» **The task**
Take the line that contains "Exercise. Put one marker on every instance of the blurred" and each line after it in the material below, and transcribe them exactly, stopping at the end.

Dataset records about object locations
>> Start
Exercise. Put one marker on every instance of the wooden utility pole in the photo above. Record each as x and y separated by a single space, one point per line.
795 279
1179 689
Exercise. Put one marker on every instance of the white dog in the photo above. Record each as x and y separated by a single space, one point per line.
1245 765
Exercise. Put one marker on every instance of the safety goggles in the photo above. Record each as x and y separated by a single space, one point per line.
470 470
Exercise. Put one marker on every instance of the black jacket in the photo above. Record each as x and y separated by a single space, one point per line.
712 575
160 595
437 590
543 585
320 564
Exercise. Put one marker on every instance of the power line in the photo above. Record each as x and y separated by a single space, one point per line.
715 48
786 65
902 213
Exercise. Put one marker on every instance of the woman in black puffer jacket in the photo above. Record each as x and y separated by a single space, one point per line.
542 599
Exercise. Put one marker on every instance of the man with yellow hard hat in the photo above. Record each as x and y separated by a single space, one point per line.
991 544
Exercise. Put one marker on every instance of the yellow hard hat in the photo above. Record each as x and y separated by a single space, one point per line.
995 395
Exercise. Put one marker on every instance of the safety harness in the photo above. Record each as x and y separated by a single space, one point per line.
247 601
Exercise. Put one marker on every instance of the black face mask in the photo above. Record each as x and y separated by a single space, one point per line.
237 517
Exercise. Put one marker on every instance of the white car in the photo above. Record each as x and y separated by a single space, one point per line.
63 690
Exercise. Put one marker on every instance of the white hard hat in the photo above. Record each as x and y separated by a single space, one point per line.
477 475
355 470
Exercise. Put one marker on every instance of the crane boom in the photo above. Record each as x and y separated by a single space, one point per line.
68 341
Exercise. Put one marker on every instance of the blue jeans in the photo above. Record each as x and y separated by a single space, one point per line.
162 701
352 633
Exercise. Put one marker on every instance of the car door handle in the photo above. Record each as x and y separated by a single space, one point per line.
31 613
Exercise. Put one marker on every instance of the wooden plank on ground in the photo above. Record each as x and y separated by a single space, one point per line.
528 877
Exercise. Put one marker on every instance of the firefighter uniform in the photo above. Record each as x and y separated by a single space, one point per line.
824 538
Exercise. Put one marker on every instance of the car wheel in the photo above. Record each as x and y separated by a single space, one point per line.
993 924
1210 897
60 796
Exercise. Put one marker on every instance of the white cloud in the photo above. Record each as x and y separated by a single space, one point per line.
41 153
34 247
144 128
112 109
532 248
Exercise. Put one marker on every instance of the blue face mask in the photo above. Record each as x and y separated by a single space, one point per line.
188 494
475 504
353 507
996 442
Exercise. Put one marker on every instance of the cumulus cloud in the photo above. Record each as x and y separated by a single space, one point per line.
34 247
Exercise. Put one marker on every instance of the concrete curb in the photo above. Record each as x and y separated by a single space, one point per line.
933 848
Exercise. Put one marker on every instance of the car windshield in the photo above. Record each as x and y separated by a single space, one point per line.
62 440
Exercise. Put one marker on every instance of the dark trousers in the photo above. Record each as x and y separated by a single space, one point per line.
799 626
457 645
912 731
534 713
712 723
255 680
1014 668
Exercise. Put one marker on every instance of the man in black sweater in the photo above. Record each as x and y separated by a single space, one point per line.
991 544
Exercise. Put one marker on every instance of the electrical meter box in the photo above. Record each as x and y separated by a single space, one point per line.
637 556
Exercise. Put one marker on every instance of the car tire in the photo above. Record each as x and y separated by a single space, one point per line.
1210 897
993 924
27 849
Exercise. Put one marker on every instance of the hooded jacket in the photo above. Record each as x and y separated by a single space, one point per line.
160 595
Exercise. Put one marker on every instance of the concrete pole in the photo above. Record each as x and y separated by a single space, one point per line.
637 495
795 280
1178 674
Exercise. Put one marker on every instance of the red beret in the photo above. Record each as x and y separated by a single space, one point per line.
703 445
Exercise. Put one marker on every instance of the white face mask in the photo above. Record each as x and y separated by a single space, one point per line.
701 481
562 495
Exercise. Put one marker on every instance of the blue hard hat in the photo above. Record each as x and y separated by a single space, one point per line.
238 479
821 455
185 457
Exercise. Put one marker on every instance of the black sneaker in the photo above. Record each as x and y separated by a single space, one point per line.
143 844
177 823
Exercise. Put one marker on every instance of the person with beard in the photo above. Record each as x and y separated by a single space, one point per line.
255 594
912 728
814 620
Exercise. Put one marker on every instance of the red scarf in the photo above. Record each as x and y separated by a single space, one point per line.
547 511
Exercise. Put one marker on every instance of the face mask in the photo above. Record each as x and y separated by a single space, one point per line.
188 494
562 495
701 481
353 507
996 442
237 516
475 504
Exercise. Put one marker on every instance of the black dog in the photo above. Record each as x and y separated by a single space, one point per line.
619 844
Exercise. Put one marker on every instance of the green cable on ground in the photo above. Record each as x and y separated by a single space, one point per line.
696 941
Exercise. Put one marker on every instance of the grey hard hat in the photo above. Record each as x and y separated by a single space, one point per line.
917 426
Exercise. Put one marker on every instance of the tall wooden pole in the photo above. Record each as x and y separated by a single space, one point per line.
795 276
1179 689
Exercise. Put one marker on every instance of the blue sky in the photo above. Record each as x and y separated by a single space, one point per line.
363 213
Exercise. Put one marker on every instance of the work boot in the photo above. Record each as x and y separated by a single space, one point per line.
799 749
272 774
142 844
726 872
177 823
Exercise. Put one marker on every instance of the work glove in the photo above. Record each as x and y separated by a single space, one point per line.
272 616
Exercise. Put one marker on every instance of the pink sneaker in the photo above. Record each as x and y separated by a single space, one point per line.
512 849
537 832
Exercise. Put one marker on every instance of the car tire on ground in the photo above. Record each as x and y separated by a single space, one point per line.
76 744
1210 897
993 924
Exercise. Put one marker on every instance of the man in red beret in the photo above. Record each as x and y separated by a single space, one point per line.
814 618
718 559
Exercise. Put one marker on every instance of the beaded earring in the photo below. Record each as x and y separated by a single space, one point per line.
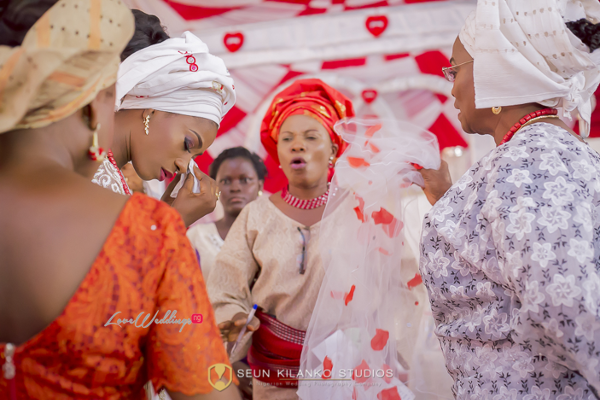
146 122
95 152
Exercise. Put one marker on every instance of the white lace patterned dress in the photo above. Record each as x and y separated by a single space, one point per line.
511 258
109 177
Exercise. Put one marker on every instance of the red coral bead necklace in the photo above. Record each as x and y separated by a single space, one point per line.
528 120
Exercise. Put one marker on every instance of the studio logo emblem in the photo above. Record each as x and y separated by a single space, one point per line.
220 376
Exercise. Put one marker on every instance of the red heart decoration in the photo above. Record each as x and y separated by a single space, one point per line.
369 96
233 41
389 394
376 24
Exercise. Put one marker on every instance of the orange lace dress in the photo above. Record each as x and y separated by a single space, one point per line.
146 265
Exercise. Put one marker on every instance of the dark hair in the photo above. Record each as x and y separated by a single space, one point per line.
148 31
587 32
242 152
17 18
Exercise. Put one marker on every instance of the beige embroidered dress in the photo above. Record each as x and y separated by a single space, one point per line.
263 240
206 239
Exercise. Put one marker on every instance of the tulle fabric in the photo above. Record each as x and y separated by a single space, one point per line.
365 325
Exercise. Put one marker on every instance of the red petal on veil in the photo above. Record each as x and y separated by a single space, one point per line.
389 394
361 368
386 368
393 230
357 162
350 295
380 339
374 148
372 129
359 210
390 225
327 368
414 282
382 217
383 251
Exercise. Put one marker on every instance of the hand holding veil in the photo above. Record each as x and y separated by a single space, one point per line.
361 337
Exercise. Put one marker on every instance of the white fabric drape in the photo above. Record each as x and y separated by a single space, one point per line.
524 53
179 76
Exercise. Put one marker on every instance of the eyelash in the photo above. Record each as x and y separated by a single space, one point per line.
187 145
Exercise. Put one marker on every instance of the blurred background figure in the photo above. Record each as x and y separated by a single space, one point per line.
240 176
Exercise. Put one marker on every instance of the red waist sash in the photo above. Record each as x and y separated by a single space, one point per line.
275 352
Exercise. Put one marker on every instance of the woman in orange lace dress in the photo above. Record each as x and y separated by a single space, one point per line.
80 258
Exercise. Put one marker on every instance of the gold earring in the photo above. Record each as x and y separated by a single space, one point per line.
94 152
146 122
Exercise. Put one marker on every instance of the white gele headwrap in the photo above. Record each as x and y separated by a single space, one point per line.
370 308
524 53
177 76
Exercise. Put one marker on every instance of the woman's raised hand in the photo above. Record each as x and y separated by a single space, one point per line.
437 182
193 206
231 329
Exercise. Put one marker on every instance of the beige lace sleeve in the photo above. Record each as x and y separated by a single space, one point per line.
234 269
108 177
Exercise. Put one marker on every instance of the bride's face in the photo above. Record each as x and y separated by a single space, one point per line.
172 141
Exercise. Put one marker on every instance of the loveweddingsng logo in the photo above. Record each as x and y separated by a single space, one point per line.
169 318
217 373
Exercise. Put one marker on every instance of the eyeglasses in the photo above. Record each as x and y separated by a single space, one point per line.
450 72
303 259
>> End
» **Response**
Exercise. Put one marker on every instance of the blurred background figure in the photo above. Record each as x and y separated by a single space, one point per line.
240 176
Exercise. Put one marker on every instance of the red waist sash in the photo above. Record each as x and y separated by a single space, one point per line.
275 352
Exercise. Put one marker on every instance of the woman in orange lace dress in the photo above. Record each as x and y separated by a single space, one point per line.
80 258
Exercise. Put one marker on every instance of the gold earring in the photo above. Record each as x and y separated by a single space, one point per line.
94 152
146 122
Exercise. Put one marker on every instance of the white gele headwrap in the photo above. Record each as x and y separated by a single space, one point per line.
370 308
524 53
177 76
Exercise. Put one marker on every instance of the woman's raised hand in the photo above. Record each as x and y separated by a single space, one point per line.
437 182
193 206
231 329
Exercise. Put one marker on every instance of the beige lace sleeve in the photo above. Record each as x and y separated by a single space, one point per line.
234 269
108 177
Exercise. Put one marker on every instance of the bride's face in the photo above. Record each as x and y separated by a single space, one point per line.
172 141
Exercise. Put one marker on every instance of the loveweddingsng logo in the photo above. Record each as x and y separated by a single space, one point per line.
169 318
217 373
Exercise. Put one marker on every instance of the eyeglasses in the photo above. Record each as x and y separated by a single space, one point per line.
450 72
303 259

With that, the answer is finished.